◆ TEXTO PARA LEER ◆
La ópera prima de Tolentino observa con ojos neutrales una capital siempre demonizada

Javier Tolentino (en el centro, junto a la cámara) en un momento del rodaje. E. D.

Siempre que descubrimos un trabajo insólito en el seno de la industria nacional, y Un blues para Teherán, del veterano periodista Javier Tolentino, lo es, y en gran medida, nos reafirmamos una vez más en la idea de que en el ámbito artístico no existen fronteras que no puedan saltarse y salir no solo indemnes de la experiencia sino profundamente satisfechos por los espléndidos efectos conseguidos entre formas de mirar teóricamente antitéticas pero perfectamente compatibles para el crecimiento y la alianza de las culturas más lejanas y diversas, siempre y cuando lo hagamos desde ciertos criterios de partida imprescindibles para alcanzar buenos resultados. Veamos.

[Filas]
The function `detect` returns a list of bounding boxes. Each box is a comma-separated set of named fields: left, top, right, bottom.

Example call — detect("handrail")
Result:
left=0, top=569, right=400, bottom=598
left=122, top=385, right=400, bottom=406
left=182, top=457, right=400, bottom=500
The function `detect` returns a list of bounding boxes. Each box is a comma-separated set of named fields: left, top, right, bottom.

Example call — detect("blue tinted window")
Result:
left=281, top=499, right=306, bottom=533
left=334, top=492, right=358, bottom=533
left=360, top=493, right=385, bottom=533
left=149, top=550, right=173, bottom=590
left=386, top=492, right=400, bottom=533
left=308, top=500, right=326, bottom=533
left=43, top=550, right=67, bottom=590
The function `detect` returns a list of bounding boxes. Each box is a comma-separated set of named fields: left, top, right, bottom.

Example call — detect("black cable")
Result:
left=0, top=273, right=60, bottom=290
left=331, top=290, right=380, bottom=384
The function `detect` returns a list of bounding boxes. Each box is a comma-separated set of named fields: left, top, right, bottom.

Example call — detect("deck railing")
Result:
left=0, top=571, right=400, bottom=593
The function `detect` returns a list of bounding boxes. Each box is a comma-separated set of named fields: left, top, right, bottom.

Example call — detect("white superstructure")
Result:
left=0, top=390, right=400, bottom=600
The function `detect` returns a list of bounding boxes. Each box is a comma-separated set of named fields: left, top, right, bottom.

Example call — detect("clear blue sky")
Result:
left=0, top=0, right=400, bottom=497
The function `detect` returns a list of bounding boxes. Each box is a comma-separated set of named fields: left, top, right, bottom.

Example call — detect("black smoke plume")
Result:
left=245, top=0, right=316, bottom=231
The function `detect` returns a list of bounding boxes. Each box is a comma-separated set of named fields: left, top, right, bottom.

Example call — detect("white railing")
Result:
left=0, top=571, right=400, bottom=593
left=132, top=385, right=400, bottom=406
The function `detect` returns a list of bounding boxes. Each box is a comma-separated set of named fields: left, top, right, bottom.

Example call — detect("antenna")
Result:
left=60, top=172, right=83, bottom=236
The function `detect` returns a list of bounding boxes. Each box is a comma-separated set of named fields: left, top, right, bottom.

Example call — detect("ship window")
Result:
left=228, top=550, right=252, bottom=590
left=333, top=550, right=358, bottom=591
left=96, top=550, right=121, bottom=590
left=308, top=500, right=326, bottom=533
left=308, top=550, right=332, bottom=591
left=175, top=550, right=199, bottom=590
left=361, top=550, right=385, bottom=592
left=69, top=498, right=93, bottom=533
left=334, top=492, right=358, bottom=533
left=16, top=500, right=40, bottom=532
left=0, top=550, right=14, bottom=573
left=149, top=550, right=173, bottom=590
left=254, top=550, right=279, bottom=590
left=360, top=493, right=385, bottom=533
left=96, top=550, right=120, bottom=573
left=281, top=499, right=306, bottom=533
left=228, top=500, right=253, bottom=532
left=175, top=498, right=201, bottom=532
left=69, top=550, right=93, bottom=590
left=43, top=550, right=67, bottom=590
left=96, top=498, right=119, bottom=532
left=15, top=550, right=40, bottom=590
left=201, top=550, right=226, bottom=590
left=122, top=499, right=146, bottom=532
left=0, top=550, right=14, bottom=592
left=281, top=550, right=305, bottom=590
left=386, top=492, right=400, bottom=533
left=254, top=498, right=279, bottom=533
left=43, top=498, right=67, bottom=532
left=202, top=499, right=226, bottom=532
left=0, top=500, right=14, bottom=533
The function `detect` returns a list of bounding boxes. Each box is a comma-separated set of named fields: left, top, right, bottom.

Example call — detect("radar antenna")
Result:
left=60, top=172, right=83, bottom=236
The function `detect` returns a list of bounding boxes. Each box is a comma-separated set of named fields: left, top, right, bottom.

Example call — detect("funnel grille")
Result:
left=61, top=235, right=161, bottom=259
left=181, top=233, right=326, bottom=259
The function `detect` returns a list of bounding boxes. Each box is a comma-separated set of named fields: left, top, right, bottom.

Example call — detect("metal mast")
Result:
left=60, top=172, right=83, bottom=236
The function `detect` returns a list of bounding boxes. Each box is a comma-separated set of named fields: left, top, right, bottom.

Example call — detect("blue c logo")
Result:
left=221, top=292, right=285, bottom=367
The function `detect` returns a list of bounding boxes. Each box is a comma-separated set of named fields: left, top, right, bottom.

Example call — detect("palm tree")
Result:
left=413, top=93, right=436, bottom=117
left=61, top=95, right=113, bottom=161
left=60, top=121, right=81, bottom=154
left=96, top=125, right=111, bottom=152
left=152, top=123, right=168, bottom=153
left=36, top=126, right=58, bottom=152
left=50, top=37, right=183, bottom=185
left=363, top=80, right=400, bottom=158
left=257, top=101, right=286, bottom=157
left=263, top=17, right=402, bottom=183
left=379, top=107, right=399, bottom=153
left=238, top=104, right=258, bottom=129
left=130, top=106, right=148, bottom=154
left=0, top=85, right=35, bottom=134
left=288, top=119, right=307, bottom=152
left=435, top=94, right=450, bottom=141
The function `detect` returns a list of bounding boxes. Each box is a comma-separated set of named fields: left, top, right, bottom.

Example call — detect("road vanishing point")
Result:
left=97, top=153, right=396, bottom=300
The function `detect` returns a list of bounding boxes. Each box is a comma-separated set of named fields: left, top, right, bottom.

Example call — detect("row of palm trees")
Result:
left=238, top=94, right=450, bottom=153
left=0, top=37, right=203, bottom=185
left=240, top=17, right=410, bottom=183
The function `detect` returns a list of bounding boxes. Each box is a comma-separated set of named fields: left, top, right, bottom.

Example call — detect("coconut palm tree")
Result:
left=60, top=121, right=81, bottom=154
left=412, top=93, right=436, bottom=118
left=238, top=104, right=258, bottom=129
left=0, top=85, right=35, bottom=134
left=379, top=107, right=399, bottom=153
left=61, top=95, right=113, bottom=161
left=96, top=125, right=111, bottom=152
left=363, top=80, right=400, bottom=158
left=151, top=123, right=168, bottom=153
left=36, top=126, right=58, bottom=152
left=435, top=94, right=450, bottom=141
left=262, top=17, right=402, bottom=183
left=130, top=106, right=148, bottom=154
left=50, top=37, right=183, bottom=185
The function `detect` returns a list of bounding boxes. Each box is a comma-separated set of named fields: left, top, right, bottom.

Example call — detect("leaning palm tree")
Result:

◆ TAREAS POR HACER ◆
**a.** En el texto sobre la película de Tolentino, ¿a qué se dedica Javier Tolentino?
**b.** Traduce al inglés esta frase del texto sobre la película de Tolentino: "La ópera prima de Tolentino observa con ojos neutrales una capital siempre demonizada".
Las filas no hacen falta para nada de esto.

◆ SOLUCIONES POR TAREA ◆
**a.** Es un veterano periodista.

**b.** Tolentino's first film looks with neutral eyes at a capital that is always demonized.